» **Activité**
Citez le passage de l'extrait sur le tournage hivernal, depuis « La scène semblait » jusqu'à « avait su conduire. » inclus.
*** Extrait ***
La scène semblait relativement simple à réaliser. Après un bref dialogue suivi d'un baiser passionné, la passagère descend de voiture, et le conducteur démarre, puis s'engage dans la rue Franklin. Cela aurait été un jeu d'enfant, si seulement le jeune homme au volant avait su conduire.

Les maladresses de Francis Ducharme, l'apprenti pilote en question, ont bien fait rigoler l'équipe technique et les journalistes invités sur le plateau de tournage du nouveau film de Sophie Deraspe, mardi. De fait, personne n'avait songé à demander à l'acteur s'il possédait un permis de conduire en règle avant de l'engager. Le pauvre, il partait visiblement de loin. Après quelques échecs assez humiliants, il a quand même fini par saisir le principe.

Dur, dur, le tournage extérieur en hiver. Pour une séquence d'une minute, comptez facilement deux ou trois heures de travail. Le thermomètre avait beau marquer un «confortable» 12 degrés au dessous de zéro, l'humidité de l'air finissait par traverser l'épaisseur des vêtements. Avec le petit vent froid qui s'insinuait traîtreusement dans les rues étroites du quartier Saint-Sauveur, vous étiez tôt ou tard transi. Pour compliquer encore la situation, voilà le vieux tacot loué pour tourner la scène qui refuse de démarrer!
*** Données étudiées ***
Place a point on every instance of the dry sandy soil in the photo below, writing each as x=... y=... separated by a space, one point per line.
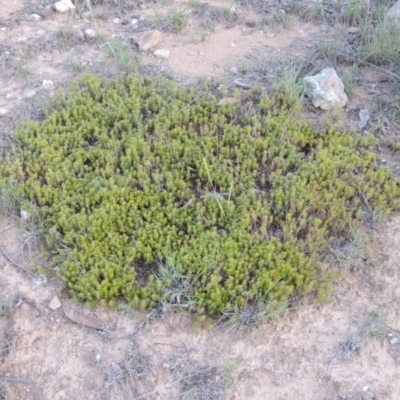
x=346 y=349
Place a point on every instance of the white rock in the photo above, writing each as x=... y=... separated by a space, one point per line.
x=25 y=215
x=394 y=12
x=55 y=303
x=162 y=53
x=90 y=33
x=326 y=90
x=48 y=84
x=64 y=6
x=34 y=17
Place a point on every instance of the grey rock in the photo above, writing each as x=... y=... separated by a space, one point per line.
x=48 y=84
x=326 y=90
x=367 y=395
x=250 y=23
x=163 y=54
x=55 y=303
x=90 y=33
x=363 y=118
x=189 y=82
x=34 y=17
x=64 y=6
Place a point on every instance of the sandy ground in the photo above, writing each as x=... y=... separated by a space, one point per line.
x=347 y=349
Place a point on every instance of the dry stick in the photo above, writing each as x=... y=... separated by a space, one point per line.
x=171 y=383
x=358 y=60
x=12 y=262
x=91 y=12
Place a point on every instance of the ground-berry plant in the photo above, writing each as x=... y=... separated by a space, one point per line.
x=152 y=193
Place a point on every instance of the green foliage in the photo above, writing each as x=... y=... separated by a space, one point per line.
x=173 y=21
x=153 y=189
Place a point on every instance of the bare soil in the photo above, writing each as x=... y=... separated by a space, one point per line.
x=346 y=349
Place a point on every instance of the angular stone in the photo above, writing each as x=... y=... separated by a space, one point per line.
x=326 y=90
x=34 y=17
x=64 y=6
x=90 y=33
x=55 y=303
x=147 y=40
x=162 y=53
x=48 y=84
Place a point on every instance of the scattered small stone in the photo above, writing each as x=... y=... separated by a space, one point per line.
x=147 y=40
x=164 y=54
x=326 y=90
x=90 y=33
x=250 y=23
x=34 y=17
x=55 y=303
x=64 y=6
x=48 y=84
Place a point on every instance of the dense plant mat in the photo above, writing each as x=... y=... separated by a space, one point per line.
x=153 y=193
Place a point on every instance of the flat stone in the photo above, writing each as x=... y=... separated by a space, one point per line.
***
*** Données étudiées ***
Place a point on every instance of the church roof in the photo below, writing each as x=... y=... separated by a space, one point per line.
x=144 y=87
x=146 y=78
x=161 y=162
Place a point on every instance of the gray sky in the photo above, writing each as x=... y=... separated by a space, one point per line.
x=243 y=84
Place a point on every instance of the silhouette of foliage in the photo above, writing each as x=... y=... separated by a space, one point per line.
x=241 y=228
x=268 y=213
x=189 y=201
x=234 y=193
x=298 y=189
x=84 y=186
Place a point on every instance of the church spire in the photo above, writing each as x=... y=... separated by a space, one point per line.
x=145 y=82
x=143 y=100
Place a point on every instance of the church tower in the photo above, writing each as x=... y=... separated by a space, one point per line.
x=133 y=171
***
*** Données étudiées ***
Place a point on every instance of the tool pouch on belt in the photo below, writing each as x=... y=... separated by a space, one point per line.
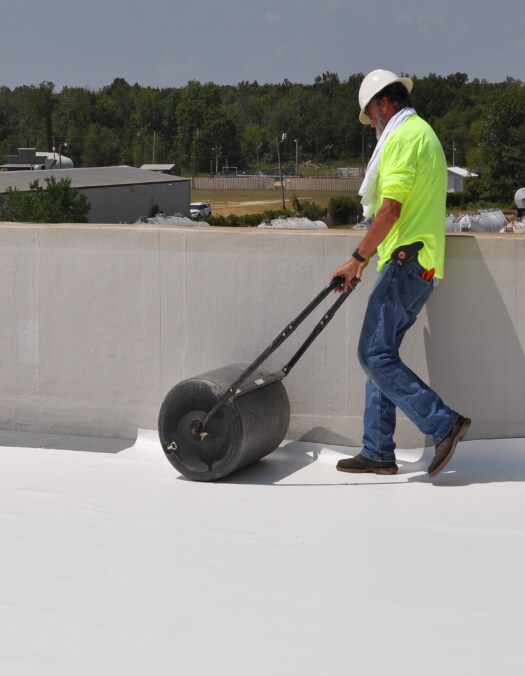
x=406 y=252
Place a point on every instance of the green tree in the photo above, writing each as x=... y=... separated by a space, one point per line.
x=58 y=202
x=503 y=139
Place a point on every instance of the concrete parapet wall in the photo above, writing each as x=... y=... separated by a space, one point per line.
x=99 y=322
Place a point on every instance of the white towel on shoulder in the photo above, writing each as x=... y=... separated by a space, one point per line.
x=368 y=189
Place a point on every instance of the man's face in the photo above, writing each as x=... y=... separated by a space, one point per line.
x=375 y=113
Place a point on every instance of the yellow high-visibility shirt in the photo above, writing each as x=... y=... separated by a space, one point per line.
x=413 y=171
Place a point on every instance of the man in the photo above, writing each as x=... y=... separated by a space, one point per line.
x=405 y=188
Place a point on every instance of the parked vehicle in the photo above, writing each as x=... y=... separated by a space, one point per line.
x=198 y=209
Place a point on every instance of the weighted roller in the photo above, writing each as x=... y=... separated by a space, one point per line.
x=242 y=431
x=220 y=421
***
» **Zone de réponse**
La scène semblait relativement simple à réaliser. Après un bref dialogue suivi d'un baiser passionné, la passagère descend de voiture, et le conducteur démarre, puis s'engage dans la rue Franklin. Cela aurait été un jeu d'enfant, si seulement le jeune homme au volant avait su conduire.